##### Exercise inputs

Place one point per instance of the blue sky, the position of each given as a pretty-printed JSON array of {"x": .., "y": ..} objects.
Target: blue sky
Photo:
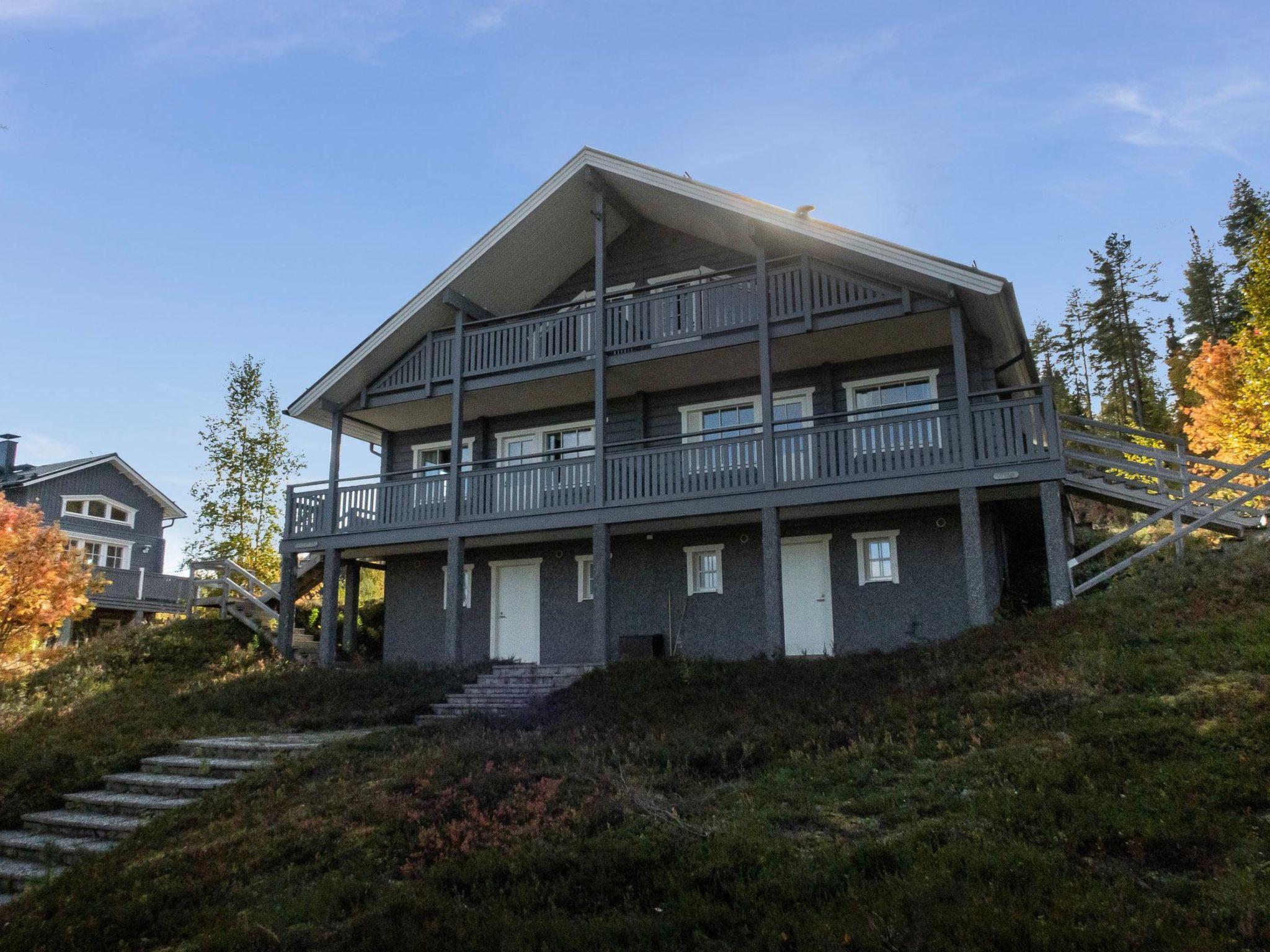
[{"x": 183, "y": 182}]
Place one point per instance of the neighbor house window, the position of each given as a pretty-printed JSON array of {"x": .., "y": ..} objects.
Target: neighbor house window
[
  {"x": 445, "y": 587},
  {"x": 877, "y": 557},
  {"x": 98, "y": 508},
  {"x": 586, "y": 571},
  {"x": 102, "y": 552},
  {"x": 705, "y": 569}
]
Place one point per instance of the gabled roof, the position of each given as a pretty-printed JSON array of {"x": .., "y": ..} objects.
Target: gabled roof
[
  {"x": 548, "y": 236},
  {"x": 31, "y": 475}
]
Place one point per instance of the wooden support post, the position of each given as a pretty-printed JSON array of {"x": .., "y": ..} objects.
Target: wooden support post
[
  {"x": 962, "y": 377},
  {"x": 352, "y": 584},
  {"x": 456, "y": 420},
  {"x": 337, "y": 432},
  {"x": 600, "y": 569},
  {"x": 287, "y": 606},
  {"x": 774, "y": 599},
  {"x": 765, "y": 371},
  {"x": 1055, "y": 544},
  {"x": 600, "y": 343},
  {"x": 455, "y": 584},
  {"x": 329, "y": 610},
  {"x": 972, "y": 555}
]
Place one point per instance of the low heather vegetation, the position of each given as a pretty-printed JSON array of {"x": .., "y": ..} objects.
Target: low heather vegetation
[{"x": 1089, "y": 778}]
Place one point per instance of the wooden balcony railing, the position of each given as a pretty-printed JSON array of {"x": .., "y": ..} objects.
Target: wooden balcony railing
[
  {"x": 798, "y": 288},
  {"x": 1008, "y": 427}
]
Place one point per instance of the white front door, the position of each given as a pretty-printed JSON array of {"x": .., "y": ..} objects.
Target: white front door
[
  {"x": 513, "y": 606},
  {"x": 807, "y": 596}
]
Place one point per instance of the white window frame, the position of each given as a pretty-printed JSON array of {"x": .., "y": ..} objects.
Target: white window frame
[
  {"x": 863, "y": 540},
  {"x": 691, "y": 552},
  {"x": 690, "y": 414},
  {"x": 851, "y": 386},
  {"x": 78, "y": 540},
  {"x": 468, "y": 587},
  {"x": 539, "y": 437},
  {"x": 586, "y": 579},
  {"x": 417, "y": 450},
  {"x": 130, "y": 522}
]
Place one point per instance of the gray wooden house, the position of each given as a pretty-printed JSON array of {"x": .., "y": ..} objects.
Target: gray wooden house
[
  {"x": 116, "y": 518},
  {"x": 771, "y": 436}
]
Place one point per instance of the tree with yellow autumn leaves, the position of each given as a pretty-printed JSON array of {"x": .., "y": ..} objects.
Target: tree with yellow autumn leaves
[{"x": 42, "y": 583}]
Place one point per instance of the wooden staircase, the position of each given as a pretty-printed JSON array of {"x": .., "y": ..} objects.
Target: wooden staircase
[{"x": 1155, "y": 474}]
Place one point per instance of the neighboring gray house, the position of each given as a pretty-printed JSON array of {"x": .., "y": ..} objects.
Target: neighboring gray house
[
  {"x": 116, "y": 517},
  {"x": 783, "y": 437}
]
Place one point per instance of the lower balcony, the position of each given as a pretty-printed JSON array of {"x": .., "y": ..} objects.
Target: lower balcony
[{"x": 1000, "y": 436}]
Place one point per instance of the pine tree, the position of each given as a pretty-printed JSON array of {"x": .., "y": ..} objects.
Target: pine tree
[
  {"x": 1121, "y": 334},
  {"x": 1075, "y": 359},
  {"x": 248, "y": 459},
  {"x": 1249, "y": 211},
  {"x": 1204, "y": 304}
]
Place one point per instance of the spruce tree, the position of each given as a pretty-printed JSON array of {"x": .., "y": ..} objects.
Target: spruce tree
[
  {"x": 248, "y": 459},
  {"x": 1075, "y": 359},
  {"x": 1248, "y": 209},
  {"x": 1204, "y": 304},
  {"x": 1121, "y": 334}
]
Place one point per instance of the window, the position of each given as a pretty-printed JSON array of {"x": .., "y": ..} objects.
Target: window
[
  {"x": 877, "y": 557},
  {"x": 427, "y": 455},
  {"x": 567, "y": 441},
  {"x": 742, "y": 416},
  {"x": 901, "y": 392},
  {"x": 445, "y": 587},
  {"x": 586, "y": 571},
  {"x": 705, "y": 569},
  {"x": 106, "y": 553},
  {"x": 98, "y": 508}
]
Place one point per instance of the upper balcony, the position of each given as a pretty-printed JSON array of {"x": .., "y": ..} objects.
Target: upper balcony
[
  {"x": 691, "y": 314},
  {"x": 934, "y": 446}
]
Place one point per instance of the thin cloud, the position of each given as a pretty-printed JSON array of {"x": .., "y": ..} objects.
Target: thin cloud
[
  {"x": 1215, "y": 120},
  {"x": 263, "y": 30}
]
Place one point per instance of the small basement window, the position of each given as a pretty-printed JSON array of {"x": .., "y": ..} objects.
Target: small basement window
[
  {"x": 705, "y": 569},
  {"x": 586, "y": 573},
  {"x": 445, "y": 587},
  {"x": 877, "y": 557}
]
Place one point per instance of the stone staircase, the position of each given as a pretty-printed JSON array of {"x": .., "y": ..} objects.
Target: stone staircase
[
  {"x": 92, "y": 823},
  {"x": 507, "y": 690}
]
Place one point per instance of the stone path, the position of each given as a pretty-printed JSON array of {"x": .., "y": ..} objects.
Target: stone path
[{"x": 92, "y": 823}]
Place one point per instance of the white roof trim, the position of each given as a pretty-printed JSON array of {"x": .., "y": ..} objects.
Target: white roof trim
[
  {"x": 936, "y": 268},
  {"x": 171, "y": 509}
]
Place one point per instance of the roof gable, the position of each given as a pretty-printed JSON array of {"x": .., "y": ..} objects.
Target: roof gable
[{"x": 546, "y": 240}]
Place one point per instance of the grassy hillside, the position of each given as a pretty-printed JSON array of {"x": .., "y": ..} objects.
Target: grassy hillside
[
  {"x": 1090, "y": 778},
  {"x": 126, "y": 696}
]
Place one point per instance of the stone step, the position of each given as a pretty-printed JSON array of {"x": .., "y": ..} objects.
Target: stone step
[
  {"x": 16, "y": 875},
  {"x": 244, "y": 748},
  {"x": 24, "y": 844},
  {"x": 164, "y": 785},
  {"x": 123, "y": 804},
  {"x": 82, "y": 823},
  {"x": 228, "y": 767}
]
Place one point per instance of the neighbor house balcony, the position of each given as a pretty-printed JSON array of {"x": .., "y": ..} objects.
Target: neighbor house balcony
[
  {"x": 992, "y": 437},
  {"x": 691, "y": 314},
  {"x": 141, "y": 589}
]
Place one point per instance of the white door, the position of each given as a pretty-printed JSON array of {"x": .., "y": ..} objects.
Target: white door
[
  {"x": 513, "y": 626},
  {"x": 807, "y": 596}
]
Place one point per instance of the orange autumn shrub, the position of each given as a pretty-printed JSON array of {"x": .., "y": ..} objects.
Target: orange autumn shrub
[{"x": 42, "y": 583}]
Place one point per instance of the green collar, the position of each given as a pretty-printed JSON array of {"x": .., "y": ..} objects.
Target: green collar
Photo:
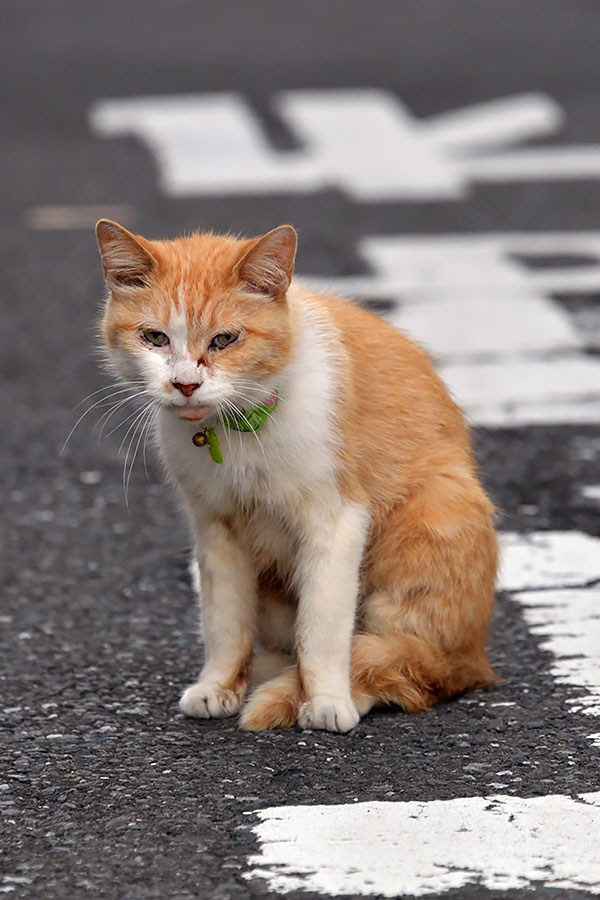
[{"x": 251, "y": 419}]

##########

Could you copy out all of the material above word for word, leaving the pictures out?

Task response
Place one point per instance of the blue sky, the position of each given as a pretty-printed JSON array of {"x": .., "y": ..} objects.
Target: blue sky
Photo:
[{"x": 183, "y": 182}]
Place one point per instance of the neighbor house window, the position of each given as a pretty-printed JSON array of {"x": .., "y": ..} objects.
Target: neighbor house window
[
  {"x": 445, "y": 587},
  {"x": 877, "y": 557},
  {"x": 98, "y": 508},
  {"x": 586, "y": 571},
  {"x": 102, "y": 552},
  {"x": 705, "y": 569}
]
Place one point per instance of the gabled roof, the position of each given as a pretty-printed JSON array of {"x": .., "y": ..} objects.
Target: gabled roof
[
  {"x": 548, "y": 236},
  {"x": 31, "y": 475}
]
Place one point per instance of the wooden support post, the position of each given as a pretty-printed JSON array of {"x": .., "y": ..} objects.
Target: wooden support post
[
  {"x": 962, "y": 377},
  {"x": 352, "y": 584},
  {"x": 456, "y": 420},
  {"x": 337, "y": 432},
  {"x": 600, "y": 569},
  {"x": 287, "y": 606},
  {"x": 774, "y": 599},
  {"x": 765, "y": 371},
  {"x": 1055, "y": 544},
  {"x": 600, "y": 343},
  {"x": 455, "y": 584},
  {"x": 329, "y": 610},
  {"x": 972, "y": 555}
]
Place one point per instance of the low heather vegetation, the position of each given as a pretty-printed JSON array of {"x": .., "y": ..} objects.
Target: low heather vegetation
[{"x": 1089, "y": 778}]
Place one point per instance of the wooden balcony railing, the position of each given as a pretty-printed JSON array of {"x": .., "y": ..} objects.
Target: wooden balcony railing
[
  {"x": 798, "y": 288},
  {"x": 1008, "y": 427}
]
Place one point per instance of the white front door, the position of each given as a pretty-printed JSON array of {"x": .., "y": ..} objects.
Target: white front door
[
  {"x": 513, "y": 606},
  {"x": 807, "y": 596}
]
Place one point per instance of the white window frame, the position of each given as a pretty-printed JSON array of {"x": .., "y": ..} objects.
Target: white window frame
[
  {"x": 863, "y": 540},
  {"x": 691, "y": 552},
  {"x": 690, "y": 414},
  {"x": 851, "y": 386},
  {"x": 78, "y": 540},
  {"x": 468, "y": 587},
  {"x": 539, "y": 437},
  {"x": 586, "y": 579},
  {"x": 417, "y": 450},
  {"x": 130, "y": 522}
]
Place one point per instance of the gray wooden house, the position of each given as a pretty-printed JSON array of {"x": .., "y": ..} objects.
Target: gray wooden house
[
  {"x": 116, "y": 518},
  {"x": 771, "y": 436}
]
Place one point per instance of the tree with yellow autumn leaves, the position of each given as a pretty-printed JSON array of {"x": .., "y": ..} objects.
Target: tree with yellow autumn leaves
[{"x": 42, "y": 583}]
Place one point per instance of the wooden staircase, the position of each given as a pretty-printed JSON array of {"x": .., "y": ..} objects.
Target: wooden staircase
[{"x": 1155, "y": 474}]
Place one point per instance of the neighboring gray house, the position of each given as a pretty-printed JSON array of {"x": .., "y": ..} objects.
Target: neighboring gray house
[
  {"x": 116, "y": 517},
  {"x": 783, "y": 437}
]
Place one point per instance of the lower balcony, the position of each given as a pretty-printed JSON array of {"x": .., "y": ..} objects.
Target: lower balcony
[{"x": 1000, "y": 436}]
Place one point per instance of the pine tree, the position of each given as a pretty-printed JSON array of {"x": .., "y": ..} objects.
Target: pine tree
[
  {"x": 1121, "y": 334},
  {"x": 1075, "y": 359},
  {"x": 248, "y": 459},
  {"x": 1249, "y": 211},
  {"x": 1204, "y": 304}
]
Place one point per instance of the spruce tree, the position of each given as a pretty-printed JSON array of {"x": .., "y": ..} objects.
Target: spruce tree
[
  {"x": 248, "y": 459},
  {"x": 1075, "y": 359},
  {"x": 1248, "y": 209},
  {"x": 1204, "y": 304},
  {"x": 1121, "y": 334}
]
Place one point per instance of the window, the position of each given as a pretty-printed JSON array of {"x": .., "y": ..} objects.
Target: window
[
  {"x": 877, "y": 557},
  {"x": 427, "y": 455},
  {"x": 567, "y": 441},
  {"x": 742, "y": 416},
  {"x": 901, "y": 392},
  {"x": 445, "y": 587},
  {"x": 586, "y": 571},
  {"x": 705, "y": 569},
  {"x": 106, "y": 553},
  {"x": 98, "y": 508}
]
Place one point per instance of the upper balcony, the position of each given as a pretty-printed JSON array of {"x": .., "y": ..} objects.
Target: upper balcony
[
  {"x": 691, "y": 314},
  {"x": 934, "y": 446}
]
Place one point per instance of the thin cloud, the position of each given as a pretty-printed JSON array of {"x": .., "y": ..} objects.
Target: thin cloud
[
  {"x": 1215, "y": 120},
  {"x": 263, "y": 30}
]
Place one point per instance of the small basement window, the position of each given as a pretty-printed JSON array of {"x": .., "y": ..} objects.
Target: small basement window
[
  {"x": 705, "y": 569},
  {"x": 586, "y": 573},
  {"x": 445, "y": 587},
  {"x": 877, "y": 557}
]
Place one point per instance of the stone staircase, the position of each given as a pretty-printed JSON array of {"x": .., "y": ..} objects.
Target: stone staircase
[
  {"x": 92, "y": 823},
  {"x": 507, "y": 690}
]
Place one point per instance of the stone path, the position of each given as a pretty-printed JSON array of {"x": .., "y": ..} objects.
Target: stone path
[{"x": 92, "y": 823}]
Place one point per instance of the white roof trim, the position of each given as a pretty-printed JSON array of {"x": .., "y": ..} objects.
Target: white roof trim
[
  {"x": 936, "y": 268},
  {"x": 171, "y": 509}
]
Place one point per instance of the roof gable, the position of each given as a pretty-printed JSON array of {"x": .., "y": ..} objects.
Target: roof gable
[{"x": 546, "y": 240}]
Place one point per instance of the grassy hillside, the position of each given as a pretty-printed JSON array of {"x": .., "y": ..} objects.
Target: grassy hillside
[
  {"x": 1090, "y": 778},
  {"x": 126, "y": 696}
]
Place one point per instance of the stone step, the position of each given as a pretty-printed JSON array of {"x": .., "y": ..} objects.
Target: stone step
[
  {"x": 16, "y": 875},
  {"x": 244, "y": 748},
  {"x": 24, "y": 844},
  {"x": 164, "y": 785},
  {"x": 123, "y": 804},
  {"x": 82, "y": 823},
  {"x": 228, "y": 767}
]
Place one point per instance of the neighbor house balcony, the position of each given as a pretty-printed JSON array of {"x": .., "y": ..} objects.
Target: neighbor house balcony
[
  {"x": 992, "y": 437},
  {"x": 691, "y": 314},
  {"x": 141, "y": 589}
]
Place one point per instance of the white door, the position of each given as a pretty-printed JSON array of {"x": .., "y": ..} objects.
Target: white door
[
  {"x": 513, "y": 626},
  {"x": 807, "y": 596}
]
Place one point per instance of the orange autumn shrub, the position of each given as a pretty-printed JSON array of {"x": .., "y": ..} objects.
Target: orange autumn shrub
[{"x": 42, "y": 583}]
Place one point per instance of the green collar, the position of each given as a pretty-printed JSON array of {"x": .., "y": ..} objects.
Target: green collar
Photo:
[{"x": 251, "y": 419}]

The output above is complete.